### DIRECTION
Retype the lines below word for word, covering all of the records.

====== DATASET CONTENT

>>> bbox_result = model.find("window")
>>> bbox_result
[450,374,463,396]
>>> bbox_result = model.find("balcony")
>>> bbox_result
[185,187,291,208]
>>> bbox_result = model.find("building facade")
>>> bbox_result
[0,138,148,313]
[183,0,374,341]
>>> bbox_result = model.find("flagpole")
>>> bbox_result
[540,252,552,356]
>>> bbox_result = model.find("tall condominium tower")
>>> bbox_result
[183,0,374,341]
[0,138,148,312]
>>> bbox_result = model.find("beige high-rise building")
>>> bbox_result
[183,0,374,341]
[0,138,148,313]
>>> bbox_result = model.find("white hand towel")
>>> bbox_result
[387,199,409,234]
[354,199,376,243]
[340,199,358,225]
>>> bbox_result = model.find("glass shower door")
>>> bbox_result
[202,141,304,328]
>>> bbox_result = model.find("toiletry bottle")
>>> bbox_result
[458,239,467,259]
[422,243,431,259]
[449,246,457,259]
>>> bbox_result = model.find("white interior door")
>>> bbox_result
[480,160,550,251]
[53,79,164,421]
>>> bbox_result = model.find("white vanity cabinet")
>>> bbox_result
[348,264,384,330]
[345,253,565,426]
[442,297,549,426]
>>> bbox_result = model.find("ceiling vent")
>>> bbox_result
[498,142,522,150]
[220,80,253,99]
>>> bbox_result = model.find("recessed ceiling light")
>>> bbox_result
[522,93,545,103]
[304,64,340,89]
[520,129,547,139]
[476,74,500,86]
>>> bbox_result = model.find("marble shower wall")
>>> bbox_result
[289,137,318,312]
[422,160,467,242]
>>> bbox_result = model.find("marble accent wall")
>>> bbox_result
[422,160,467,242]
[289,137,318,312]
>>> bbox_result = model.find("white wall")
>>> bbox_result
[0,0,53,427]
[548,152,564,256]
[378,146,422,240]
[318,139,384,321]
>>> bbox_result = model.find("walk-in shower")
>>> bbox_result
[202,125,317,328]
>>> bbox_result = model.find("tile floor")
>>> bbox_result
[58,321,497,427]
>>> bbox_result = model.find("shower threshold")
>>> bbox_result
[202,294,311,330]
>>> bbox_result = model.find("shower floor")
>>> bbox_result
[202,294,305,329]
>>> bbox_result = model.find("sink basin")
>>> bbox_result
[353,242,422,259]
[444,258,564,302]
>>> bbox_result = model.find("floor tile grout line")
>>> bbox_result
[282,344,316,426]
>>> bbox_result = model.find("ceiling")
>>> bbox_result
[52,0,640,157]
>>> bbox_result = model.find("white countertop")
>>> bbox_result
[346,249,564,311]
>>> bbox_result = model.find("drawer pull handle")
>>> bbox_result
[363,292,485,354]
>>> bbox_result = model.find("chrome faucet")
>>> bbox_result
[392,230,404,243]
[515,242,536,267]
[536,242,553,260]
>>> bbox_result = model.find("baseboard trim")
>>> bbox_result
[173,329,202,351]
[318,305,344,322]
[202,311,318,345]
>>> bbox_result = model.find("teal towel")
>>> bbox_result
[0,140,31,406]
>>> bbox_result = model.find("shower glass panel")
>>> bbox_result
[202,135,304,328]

============

### ANSWER TO THIS PROBLEM
>>> bbox_result = model.find("window")
>>> bbox_result
[450,374,463,396]
>>> bbox_result = model.find("balcony")
>>> bbox_result
[185,187,291,208]
>>> bbox_result = model.find("building facade")
>>> bbox_result
[0,138,148,313]
[183,0,374,341]
>>> bbox_result = model.find("flagpole")
>>> bbox_result
[540,252,552,356]
>>> bbox_result = model.find("tall condominium tower")
>>> bbox_result
[183,0,374,341]
[0,138,148,312]
>>> bbox_result = model.find("beige high-rise building")
>>> bbox_result
[183,0,374,341]
[0,138,148,313]
>>> bbox_result = model.find("white hand towel")
>>> bbox_result
[387,199,409,234]
[354,199,376,243]
[340,199,358,225]
>>> bbox_result = model.find("glass shower door")
>>> bbox_result
[202,141,304,328]
>>> bbox_result = model.find("toiletry bottle")
>>> bbox_result
[458,239,467,259]
[422,243,431,259]
[449,246,457,259]
>>> bbox_result = model.find("white interior door")
>>> bbox_result
[480,160,550,251]
[53,79,164,421]
>>> bbox_result = model.find("white vanity cabinet")
>>> bbox_result
[348,264,384,330]
[345,253,565,426]
[442,297,549,426]
>>> bbox_result = model.find("ceiling vent")
>>> bbox_result
[498,142,522,150]
[220,80,253,99]
>>> bbox_result = model.find("recessed ceiling light")
>>> bbox_result
[522,93,545,103]
[304,64,340,89]
[520,129,547,139]
[476,74,500,86]
>>> bbox_result = model.find("marble shower wall")
>>> bbox_result
[289,137,318,312]
[422,160,467,242]
>>> bbox_result = model.find("marble accent wall")
>>> bbox_result
[422,160,467,242]
[289,137,318,312]
>>> bbox_result = model.find("white wall")
>>> bbox_result
[0,0,53,427]
[548,152,564,256]
[378,146,422,240]
[318,139,384,321]
>>> bbox_result = model.find("walk-in shower")
>>> bbox_result
[202,125,317,328]
>>> bbox_result = model.find("tile floor")
>>> bbox_result
[58,321,497,427]
>>> bbox_result = model.find("shower threshold")
>>> bbox_result
[202,294,311,330]
>>> bbox_result = model.find("shower floor")
>>> bbox_result
[202,294,305,329]
>>> bbox_result = model.find("sink basin")
>>> bbox_result
[353,242,422,259]
[444,258,564,302]
>>> bbox_result = model.find("floor tile grout line")
>>> bbox_result
[282,344,316,426]
>>> bbox_result = model.find("ceiling")
>>> bbox_result
[52,0,640,157]
>>> bbox_result = model.find("white countertop")
>>> bbox_result
[346,249,564,311]
>>> bbox_result = model.find("drawer pull handle")
>>> bbox_result
[363,292,485,354]
>>> bbox_result = model.find("chrome faucet")
>>> bbox_result
[392,230,404,243]
[515,242,536,267]
[536,242,553,260]
>>> bbox_result = model.find("baseboard trim")
>>> bbox_result
[173,329,202,351]
[318,305,344,322]
[202,311,318,345]
>>> bbox_result = model.find("teal towel")
>>> bbox_result
[0,140,31,406]
>>> bbox_result = model.find("shower glass panel")
>>> bbox_result
[202,135,304,328]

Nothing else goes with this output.